**Goal of the exercise:**
From the article on the shelf life of flour, extract the passage from "All you need" to "is stored properly." word for word.

**Text segment:**
Does Flour Go Bad? Everything You Ever Wanted To Ask About The Shelf-Life Of Flour
As a wife and a mother of two, I do a lot of baking, ranging from pizzas to donuts, which is why I usually keep several pounds of flour in my pantry.
When I was doing this year’s spring cleaning, I found a bag of flour tucked in the corner of the pantry, and I was wondering if it is still safe for use.
Of course, I didn’t want to jeopardize my family by cooking with flour that has gone bad, so I had to do my research.
To save you from spending hours of googling your way to the right answer to this important question, I’ll share all of my findings with you, in this single article.
All you need to do is read it, from top to bottom. 🙂
Related: Learn To Find The Best Flour Sifter With Barbara
How long does flour last?
The shelf life of flour depends on many factors, including the type of flour, the best before the date and the way it is stored.
When all these factors are taken into account, we could say that flour lasts between four months and two years.
Since most of the flours have a “best before” date and not an expiration date, they can usually be used even after the date in question. Of course, this only counts if the flour is stored properly.
The best ways to store it are in the original container, any air-tight container or a plastic bag, but I’ll share some more storage hacks with you later.
Approximate shelf-life of flour by type
Each type of flour has a different expiration date.
Here is an approximate shelf-life by the type of flour:
- Typical refined flour lasts for six to eight months.
- Self-rising flour remains good to use for about four to six months.
- Rice flour won’t go bad for six to eight months.
- Potato flour is the same as rice.
- Whole wheat flour remains fresh for four to six months.
- Cornmeal outlives them all with nine to twelve months of shelf-life.
Does flour go bad and how can you tell when it is spoiled?

**Information shown:**
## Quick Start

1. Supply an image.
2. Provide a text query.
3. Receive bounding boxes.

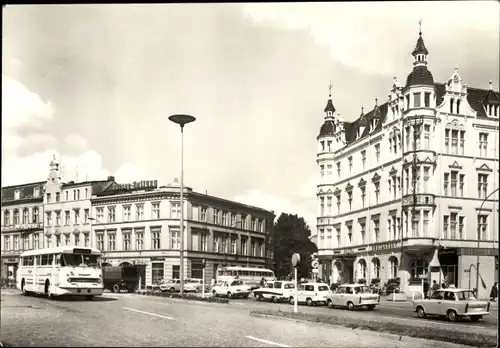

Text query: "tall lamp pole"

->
[168,114,196,296]
[469,188,498,298]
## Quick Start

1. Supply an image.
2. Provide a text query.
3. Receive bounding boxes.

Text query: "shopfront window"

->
[151,262,164,284]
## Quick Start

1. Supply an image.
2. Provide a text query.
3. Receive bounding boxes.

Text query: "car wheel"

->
[447,310,458,321]
[347,301,356,311]
[417,306,426,318]
[469,315,483,321]
[111,284,120,292]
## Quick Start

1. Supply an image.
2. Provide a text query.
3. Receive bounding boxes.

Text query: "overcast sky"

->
[2,1,499,230]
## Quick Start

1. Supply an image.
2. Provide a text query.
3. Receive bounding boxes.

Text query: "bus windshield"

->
[61,254,100,267]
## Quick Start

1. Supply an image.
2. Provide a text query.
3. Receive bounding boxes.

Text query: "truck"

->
[102,266,139,292]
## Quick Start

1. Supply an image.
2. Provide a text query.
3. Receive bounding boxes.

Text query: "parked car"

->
[252,281,295,303]
[184,278,210,292]
[288,283,331,306]
[413,289,490,321]
[327,284,380,310]
[160,279,181,292]
[212,279,252,298]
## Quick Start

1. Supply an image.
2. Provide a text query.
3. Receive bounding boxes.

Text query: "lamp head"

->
[168,114,196,128]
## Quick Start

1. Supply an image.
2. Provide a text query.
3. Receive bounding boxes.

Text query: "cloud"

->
[2,76,136,186]
[245,1,500,76]
[2,75,54,135]
[64,134,89,153]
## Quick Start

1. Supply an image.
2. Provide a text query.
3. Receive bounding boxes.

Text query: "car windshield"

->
[354,286,370,294]
[61,254,101,267]
[455,291,477,301]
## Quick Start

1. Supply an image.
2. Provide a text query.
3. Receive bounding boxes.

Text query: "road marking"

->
[245,336,291,347]
[379,316,486,329]
[123,307,175,320]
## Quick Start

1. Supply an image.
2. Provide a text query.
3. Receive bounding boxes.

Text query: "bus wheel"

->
[21,279,28,296]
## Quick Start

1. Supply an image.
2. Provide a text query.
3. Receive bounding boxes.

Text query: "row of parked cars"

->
[253,281,490,321]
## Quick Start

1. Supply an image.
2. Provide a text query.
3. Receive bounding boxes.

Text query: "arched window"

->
[32,207,38,224]
[372,258,380,278]
[3,210,10,226]
[23,208,29,224]
[389,256,399,278]
[410,259,429,279]
[358,259,366,279]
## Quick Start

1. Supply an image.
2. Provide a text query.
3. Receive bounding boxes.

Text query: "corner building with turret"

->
[313,29,500,298]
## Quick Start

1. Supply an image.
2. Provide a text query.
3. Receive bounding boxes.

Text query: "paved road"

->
[226,299,498,334]
[1,293,472,348]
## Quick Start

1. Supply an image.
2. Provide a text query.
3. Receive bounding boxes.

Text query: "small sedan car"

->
[160,279,181,292]
[288,283,330,306]
[413,289,490,321]
[252,281,295,303]
[326,284,380,311]
[212,279,252,298]
[184,278,210,292]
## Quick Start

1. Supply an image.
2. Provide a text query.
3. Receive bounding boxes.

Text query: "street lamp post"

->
[469,188,498,297]
[168,114,196,296]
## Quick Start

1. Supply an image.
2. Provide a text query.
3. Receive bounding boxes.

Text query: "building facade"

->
[92,181,274,287]
[1,182,45,279]
[40,157,114,248]
[314,29,500,297]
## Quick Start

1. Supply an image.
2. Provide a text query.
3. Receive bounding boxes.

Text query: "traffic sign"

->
[292,253,300,267]
[311,259,319,269]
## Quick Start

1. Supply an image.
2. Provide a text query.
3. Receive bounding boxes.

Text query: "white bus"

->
[216,266,276,290]
[17,246,103,300]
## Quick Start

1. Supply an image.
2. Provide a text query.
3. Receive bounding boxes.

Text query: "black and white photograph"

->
[0,1,500,348]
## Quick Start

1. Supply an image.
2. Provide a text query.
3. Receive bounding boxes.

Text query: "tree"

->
[274,213,318,278]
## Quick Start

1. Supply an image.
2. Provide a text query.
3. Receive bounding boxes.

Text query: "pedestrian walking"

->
[490,282,498,301]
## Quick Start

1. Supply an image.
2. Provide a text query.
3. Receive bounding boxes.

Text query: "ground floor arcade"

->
[319,247,498,298]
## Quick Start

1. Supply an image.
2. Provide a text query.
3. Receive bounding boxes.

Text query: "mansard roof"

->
[344,83,500,145]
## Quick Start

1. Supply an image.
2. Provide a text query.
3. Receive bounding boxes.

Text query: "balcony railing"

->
[403,193,436,207]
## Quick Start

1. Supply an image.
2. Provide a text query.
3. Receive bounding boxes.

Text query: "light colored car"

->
[413,289,490,321]
[288,283,330,306]
[184,278,210,292]
[252,281,295,303]
[212,279,252,298]
[327,284,380,311]
[160,279,181,292]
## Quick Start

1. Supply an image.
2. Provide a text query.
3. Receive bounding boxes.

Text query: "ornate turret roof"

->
[411,32,429,56]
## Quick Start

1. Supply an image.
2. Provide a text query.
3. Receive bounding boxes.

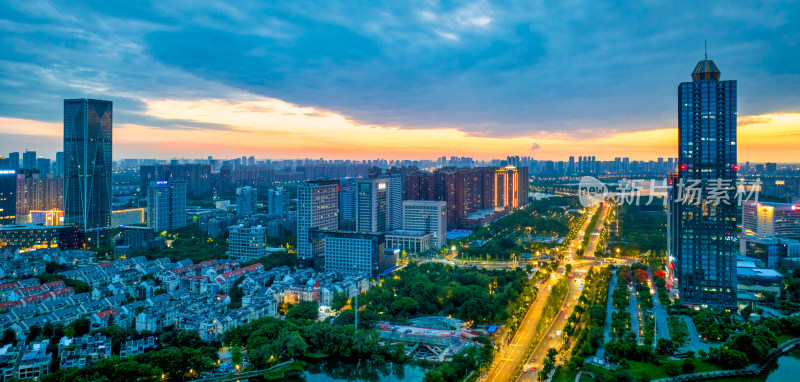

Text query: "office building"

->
[742,202,800,239]
[111,208,147,227]
[147,180,186,232]
[267,186,286,219]
[386,229,436,253]
[8,151,19,170]
[669,55,737,309]
[64,99,114,245]
[355,178,389,233]
[0,224,80,250]
[312,230,399,276]
[297,180,339,268]
[139,164,214,197]
[236,187,258,216]
[0,169,17,225]
[36,158,51,177]
[22,150,36,170]
[403,200,447,250]
[53,151,64,178]
[339,179,356,231]
[28,209,64,226]
[228,224,281,261]
[382,173,405,231]
[739,235,800,268]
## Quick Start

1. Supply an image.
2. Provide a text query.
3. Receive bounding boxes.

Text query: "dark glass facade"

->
[64,99,113,234]
[669,60,738,309]
[0,169,17,225]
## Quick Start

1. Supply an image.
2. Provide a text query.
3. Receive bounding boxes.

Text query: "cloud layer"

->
[0,0,800,158]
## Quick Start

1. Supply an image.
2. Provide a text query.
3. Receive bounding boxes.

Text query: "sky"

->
[0,0,800,162]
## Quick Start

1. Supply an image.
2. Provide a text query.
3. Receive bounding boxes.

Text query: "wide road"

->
[481,279,554,382]
[481,207,597,382]
[518,205,607,381]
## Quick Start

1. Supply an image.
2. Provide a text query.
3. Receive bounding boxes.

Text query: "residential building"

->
[267,186,286,219]
[0,170,17,225]
[147,180,186,232]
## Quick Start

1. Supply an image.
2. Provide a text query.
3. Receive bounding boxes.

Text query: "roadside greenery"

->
[358,263,536,323]
[563,268,611,370]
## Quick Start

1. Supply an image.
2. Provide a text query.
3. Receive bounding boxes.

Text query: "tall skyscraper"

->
[669,54,737,309]
[147,180,186,232]
[53,151,64,178]
[0,169,17,225]
[355,178,389,233]
[36,158,50,177]
[236,186,258,216]
[297,180,339,267]
[267,186,286,219]
[64,98,114,245]
[8,151,19,170]
[22,150,36,170]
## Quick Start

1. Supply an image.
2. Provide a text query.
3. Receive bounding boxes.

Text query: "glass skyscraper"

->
[669,58,738,309]
[64,99,113,244]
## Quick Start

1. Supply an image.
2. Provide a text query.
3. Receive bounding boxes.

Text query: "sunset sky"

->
[0,0,800,162]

**Task solution:**
All you need to do is read it, from top to bottom. 🙂
Related: Learn To Find The Best Flour Sifter With Barbara
How long does flour last?
The shelf life of flour depends on many factors, including the type of flour, the best before the date and the way it is stored.
When all these factors are taken into account, we could say that flour lasts between four months and two years.
Since most of the flours have a “best before” date and not an expiration date, they can usually be used even after the date in question. Of course, this only counts if the flour is stored properly.